March 17, 2023

The Power of a Single Judge

Russ Feingold President

Quick reminder that the early bird discount to attend our 2023 National Convention in Washington, DC, on May 18-20, ends on March 31. Register today!

We talk often about the power of the Supreme Court. This week was an alarming reminder of the power that a single lower court federal judge has – particularly when they care not about the rule of law or precedent, but about partisan gain and notoriety.

Federal District Judge Kacsmaryk’s antiabortion views are well known. As is, the propensity for conservative litigants to file suit in his district, knowing they will have a judge who makes legal decisions with partisan ideology front of mind.

This week, Judge Kacsmaryk heard oral arguments in a lawsuit filed by an antiabortion organization that is seeking an injunction on the FDA’s approval for mifepristone, one of two-drugs used in medication abortion.

A few facts about medication abortion. In the United States, doctors typically utilize a combination of two drugs: first, Mifepristone is taken orally to stop the pregnancy; second, Misoprostol is taken orally to expel the pregnancy tissue from the uterus. This combination of drugs has been used by over 5 million people for the purpose of ending a pregnancy. Mifepristone was approved by the FDA over 20 years ago and is safer than penicillin.  Over half of all abortions in the United States are medication abortions.

● **DATASET SECTION**

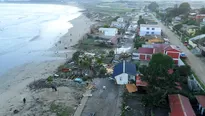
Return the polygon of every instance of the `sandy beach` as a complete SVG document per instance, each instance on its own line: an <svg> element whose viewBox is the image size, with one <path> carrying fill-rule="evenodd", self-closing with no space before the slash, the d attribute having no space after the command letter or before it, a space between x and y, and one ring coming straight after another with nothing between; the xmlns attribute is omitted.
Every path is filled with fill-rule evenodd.
<svg viewBox="0 0 205 116"><path fill-rule="evenodd" d="M73 27L60 38L59 42L48 50L53 52L51 57L56 57L56 60L27 63L13 68L1 76L3 78L11 78L11 80L0 88L0 116L13 116L15 109L19 111L15 116L55 116L48 110L48 104L54 101L69 105L68 107L78 105L78 101L75 99L76 96L73 93L82 94L81 92L83 91L76 92L72 87L59 87L58 92L52 92L50 88L30 91L27 86L31 82L53 75L57 67L65 63L66 59L71 58L75 52L75 49L71 46L77 44L93 24L84 15L70 22ZM23 103L23 98L26 98L26 104ZM37 105L36 99L45 102ZM42 111L47 112L42 113Z"/></svg>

● **ABOUT THIS TASK**
Please extend the column on the power of a single judge, starting after its last sentence. You can ignore the listing.

● **EXPECTED ANSWER**
And yet, here is a federal judge who sounded at Wednesday’s hearing like he would be willing to ignore all of that and grant the injunction sought by the plaintiffs. The plaintiffs acknowledged during Wednesday’s hearing that there is no precedent for a judge to issue an injunction against a drug that’s been on the market for as long as Mifepristone. And yet, according to those who were in the courtroom, it sounded like Judge Kacsmaryk was open to an injunction anyway.

The impact of an injunction, to be frank, is unclear – in part because there is no precedent for it. There is also no sound legal basis for it. What is crystal clear is that an injunction would add yet more confusion and uncertainty for patients and providers involved in reproductive healthcare.

Misoprostol can be taken on its own to end a pregnancy, without Mifepristone. But there is no need to force providers or those seeking care into this option by granting an unprecedented injunction on a drug that is safe and routine. This case is shocking on its face. The precedent it would set, if successful, is further cause for alarm as it will undoubtedly inspire more antiabortion litigants to file lawsuits with no legal basis and aimed at further stripping away the bodily autonomy of people with uteruses in this country, with a disproportionate impact on already marginalized communities.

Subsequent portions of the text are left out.